■ Supplied text ■
+-------+

Meanwhile, Trump was grappling with next political steps exactly four weeks from Election Day. Anxious to project strength, Trump, who is still contagious with the virus, tweeted Tuesday that he was planning to attend next week's debate with Democrat Joe Biden in Miami and "It will be great!”
Biden, for his part, said he and Trump “shouldn’t have a debate” as long as the president remains COVID positive. Biden told reporters in Pennsylvania that he was “looking forward to being able to debate him” but said “we’re going to have to follow very strict guidelines.”
Elsewhere in the government, the scope of the outbreak was still being uncovered. On Tuesday, the nation’s top military leaders including the chairman of the Joint Chiefs of Staff, Gen. Mark Milley, and the vice chairman, Gen. John Hyten, were in quarantine after exposure to Adm. Charles W. Ray, the vice commandant of the Coast Guard.
It was not known how Ray contracted the virus, but he attended an event for military families at the White House on Sept. 27. The Coast Guard said in a statement that Ray felt mild symptoms over the weekend and was tested on Monday.
Also testing positive Tuesday was Miller, a top policy adviser and Trump speechwriter, who has been an architect of the president’s restrictive immigration measures." Miller’s wife, Katie Miller, who serves as communications director to Vice President Mike Pence, had the virus earlier this year. She had been in Salt Lake City with Pence where he is preparing to debate Democratic vice presidential nominee Kamala Harris, but she left as soon as she found out about her husband’s diagnosis, officials said. She tested negative on Tuesday.
Trump on Monday made clear that he has little intention of abiding by best containment practices when he removed his mask before entering the White House after his discharge from Walter Reed National Military Medical Center. Waiting aides were visible when he entered the Blue Room without a face covering.
Trump’s attitude alarmed infectious disease experts. And it suggested his own illness had not caused him to rethink his often-cavalier attitude toward the disease.

+-------+

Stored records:
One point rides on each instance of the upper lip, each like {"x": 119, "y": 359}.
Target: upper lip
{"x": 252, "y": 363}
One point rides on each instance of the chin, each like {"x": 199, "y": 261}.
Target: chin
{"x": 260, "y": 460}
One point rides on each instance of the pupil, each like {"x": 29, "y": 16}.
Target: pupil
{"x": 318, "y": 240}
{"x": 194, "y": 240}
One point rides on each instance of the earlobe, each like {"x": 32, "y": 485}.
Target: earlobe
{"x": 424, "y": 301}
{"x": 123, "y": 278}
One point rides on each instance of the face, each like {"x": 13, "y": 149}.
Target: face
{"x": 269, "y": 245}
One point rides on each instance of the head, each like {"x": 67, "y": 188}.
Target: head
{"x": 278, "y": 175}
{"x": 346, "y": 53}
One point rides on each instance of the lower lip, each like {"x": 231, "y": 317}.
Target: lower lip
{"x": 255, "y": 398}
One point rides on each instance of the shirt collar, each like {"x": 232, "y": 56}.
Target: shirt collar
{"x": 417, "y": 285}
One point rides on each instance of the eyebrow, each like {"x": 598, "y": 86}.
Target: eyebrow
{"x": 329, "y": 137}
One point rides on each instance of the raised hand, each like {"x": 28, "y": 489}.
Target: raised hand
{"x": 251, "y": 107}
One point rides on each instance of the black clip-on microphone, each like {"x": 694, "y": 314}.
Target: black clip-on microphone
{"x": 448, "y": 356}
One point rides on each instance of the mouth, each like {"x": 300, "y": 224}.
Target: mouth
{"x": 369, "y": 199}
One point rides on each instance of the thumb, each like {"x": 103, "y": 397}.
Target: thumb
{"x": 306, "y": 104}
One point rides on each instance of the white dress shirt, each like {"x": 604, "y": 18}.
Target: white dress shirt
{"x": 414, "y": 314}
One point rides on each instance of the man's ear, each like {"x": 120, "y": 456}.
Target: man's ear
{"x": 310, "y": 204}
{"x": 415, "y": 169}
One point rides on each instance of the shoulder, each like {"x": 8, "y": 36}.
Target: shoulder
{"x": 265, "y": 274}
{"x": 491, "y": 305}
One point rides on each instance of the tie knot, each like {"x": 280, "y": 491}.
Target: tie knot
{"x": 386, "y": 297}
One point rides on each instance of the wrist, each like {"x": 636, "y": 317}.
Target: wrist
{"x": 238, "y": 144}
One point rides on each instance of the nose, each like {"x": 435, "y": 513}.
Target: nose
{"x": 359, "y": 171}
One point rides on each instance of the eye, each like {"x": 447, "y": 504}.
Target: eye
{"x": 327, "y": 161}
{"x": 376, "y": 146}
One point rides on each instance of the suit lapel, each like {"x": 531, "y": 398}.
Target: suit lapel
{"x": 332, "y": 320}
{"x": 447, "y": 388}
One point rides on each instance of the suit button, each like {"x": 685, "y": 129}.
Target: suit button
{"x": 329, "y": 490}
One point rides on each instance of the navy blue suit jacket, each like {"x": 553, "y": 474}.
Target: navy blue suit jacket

+-------+

■ Required tasks ■
1 - In the news excerpt about Trump's COVID-19 illness, write out everything from "Trump on Monday" down to "a face covering.", swapping "Blue Room" for "East Room".
2 - According to the news excerpt about Trump's COVID-19 illness, on what day was Adm. Charles W. Ray tested?
3 - Extend the news excerpt about Trump's COVID-19 illness past its final sentence.

■ Activity answers ■
1 -
Trump on Monday made clear that he has little intention of abiding by best containment practices when he removed his mask before entering the White House after his discharge from Walter Reed National Military Medical Center. Waiting aides were visible when he entered the East Room without a face covering.

2 - Monday.

3 -
Republican Sen. Susan Collins said Tuesday, “When I saw him on the balcony of the White House, taking off his mask, I couldn’t help but think that he sent the wrong signal, given that he’s infected with COVID-19 and that there are many people in his immediate circle who have the virus."
Trump, for his part, falsely suggested that the virus was akin to the seasonal flu.
“Many people every year, sometimes over 100,000, and despite the Vaccine, die from the Flu,” he tweeted. “Are we going to close down our Country? No, we have learned to live with it, just like we are learning to live with Covid, in most populations far less lethal!!!”
In fact, COVID-19 has already proven to be a more potent killer, particularly among older populations, than seasonal flu, and has shown indications of having long-term impacts on the health of younger people it infects. The Centers for Disease Control and Prevention estimates that influenza has resulted in far fewer yearly deaths than Trump said — between 12,000 and 61,000 annually since 2010.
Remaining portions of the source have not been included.